▸ Problem requirements:
Having read the material, return every line of it exactly.

▸ Data in this exercise:
________
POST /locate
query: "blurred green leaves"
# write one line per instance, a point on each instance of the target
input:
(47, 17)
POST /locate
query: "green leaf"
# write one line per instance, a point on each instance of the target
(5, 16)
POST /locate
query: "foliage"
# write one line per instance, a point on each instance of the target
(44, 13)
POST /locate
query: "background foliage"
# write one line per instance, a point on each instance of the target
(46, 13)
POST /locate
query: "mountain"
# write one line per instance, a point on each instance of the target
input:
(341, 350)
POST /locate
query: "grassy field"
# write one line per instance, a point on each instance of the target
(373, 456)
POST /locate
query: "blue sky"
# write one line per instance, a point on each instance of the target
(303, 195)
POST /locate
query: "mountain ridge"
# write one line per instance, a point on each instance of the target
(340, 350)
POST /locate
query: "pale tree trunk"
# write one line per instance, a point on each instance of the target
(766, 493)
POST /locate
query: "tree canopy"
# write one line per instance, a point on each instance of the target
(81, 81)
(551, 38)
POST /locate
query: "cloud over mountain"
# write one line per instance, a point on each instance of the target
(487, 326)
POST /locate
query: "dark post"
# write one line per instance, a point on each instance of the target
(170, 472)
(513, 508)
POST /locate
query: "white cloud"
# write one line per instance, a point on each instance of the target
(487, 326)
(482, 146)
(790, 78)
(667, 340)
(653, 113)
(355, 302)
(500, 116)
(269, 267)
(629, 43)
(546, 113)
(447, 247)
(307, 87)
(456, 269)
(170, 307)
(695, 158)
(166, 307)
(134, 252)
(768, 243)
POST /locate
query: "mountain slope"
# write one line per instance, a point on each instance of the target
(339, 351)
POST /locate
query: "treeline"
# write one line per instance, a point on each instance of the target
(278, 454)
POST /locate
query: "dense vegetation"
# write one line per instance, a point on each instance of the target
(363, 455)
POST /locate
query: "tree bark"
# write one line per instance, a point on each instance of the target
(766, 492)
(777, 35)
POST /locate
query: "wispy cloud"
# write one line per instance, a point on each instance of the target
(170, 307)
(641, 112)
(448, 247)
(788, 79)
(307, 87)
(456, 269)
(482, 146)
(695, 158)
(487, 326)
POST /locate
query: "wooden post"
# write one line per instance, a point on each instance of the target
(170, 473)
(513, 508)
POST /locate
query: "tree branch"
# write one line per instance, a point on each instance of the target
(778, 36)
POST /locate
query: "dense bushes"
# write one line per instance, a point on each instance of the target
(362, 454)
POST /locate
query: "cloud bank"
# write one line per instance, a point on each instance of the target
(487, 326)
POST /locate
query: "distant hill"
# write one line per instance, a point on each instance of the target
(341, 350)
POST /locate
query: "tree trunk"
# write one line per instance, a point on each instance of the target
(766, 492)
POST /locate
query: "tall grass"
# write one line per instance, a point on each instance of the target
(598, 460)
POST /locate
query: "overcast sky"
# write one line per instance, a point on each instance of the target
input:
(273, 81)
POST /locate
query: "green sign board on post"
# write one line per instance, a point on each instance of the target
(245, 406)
________
▸ Result of the task:
POST /locate
query: "blurred green leaves"
# write one line per instance, a point on each instance of the target
input:
(47, 17)
POST /locate
query: "green leaf"
# write one line per instance, a point on each instance of the target
(5, 16)
POST /locate
query: "foliage"
# write one line per instance, a point on each instance of the target
(44, 13)
POST /locate
query: "background foliage"
# write one line per instance, a point on each instance of the target
(46, 13)
POST /locate
query: "mountain"
# write one line per instance, a point on each instance of the target
input:
(341, 350)
POST /locate
query: "grassy field"
# write one line per instance, a point on each instance of the target
(373, 456)
POST /locate
query: "blue sky"
# write one line per instance, a point on each instance of the target
(303, 195)
POST /locate
query: "mountain ridge"
# write one line per instance, a point on each instance of the target
(340, 350)
POST /locate
query: "pale tree trunk"
# write one line per instance, a point on each instance of the target
(766, 493)
POST /locate
query: "tree canopy"
# write one line per instance, a point on each instance of the target
(81, 81)
(551, 38)
POST /locate
query: "cloud over mountain"
# write one line per instance, a point on each instance of the target
(487, 326)
POST /locate
query: "dark post"
# write one line per instance, a point on each instance of the target
(170, 472)
(513, 508)
POST /locate
query: "white cloud"
# write one line per instance, a point on each instance of the target
(487, 326)
(482, 146)
(790, 78)
(667, 340)
(653, 113)
(355, 302)
(500, 116)
(269, 267)
(629, 43)
(546, 113)
(447, 247)
(307, 87)
(456, 269)
(170, 307)
(695, 158)
(166, 307)
(134, 252)
(768, 243)
POST /locate
query: "mountain slope"
# write one line per instance, a point on each instance of the target
(339, 351)
POST /locate
query: "treeline"
# write one line per instance, a point on each instance of the target
(278, 454)
POST /locate
query: "dense vegetation"
# write one line per instance, a point on each instance of the target
(363, 455)
POST /locate
query: "tree bark"
# write one line per instance, a point on each instance of the target
(766, 492)
(777, 35)
POST /locate
query: "wispy cloud"
# write one line per instance, a point on each instance of the target
(170, 307)
(641, 112)
(448, 247)
(788, 79)
(307, 87)
(456, 269)
(482, 146)
(695, 158)
(487, 326)
POST /locate
query: "wooden post"
# write one line per instance, a point on each instance of the target
(170, 473)
(513, 508)
POST /locate
query: "tree branch"
# write one line per instance, a point on each instance of the target
(778, 36)
POST /locate
query: "dense bushes"
# write one line per instance, a point on each instance of the target
(362, 454)
POST /locate
query: "cloud bank"
# write one line per instance, a point on each instance of the target
(487, 326)
POST /locate
query: "distant hill"
# write one line per instance, a point on each instance of the target
(341, 350)
POST /locate
query: "tree trunk"
# write one line per instance, a point on each instance of the target
(766, 492)
POST /locate
query: "tall grass"
# write one line per instance, a point on each instance of the target
(598, 460)
POST /locate
query: "overcast sky"
# write one line per instance, a point on each instance of the target
input:
(273, 81)
POST /locate
query: "green sign board on post"
# write one line per instance, a point on each instance of the target
(245, 406)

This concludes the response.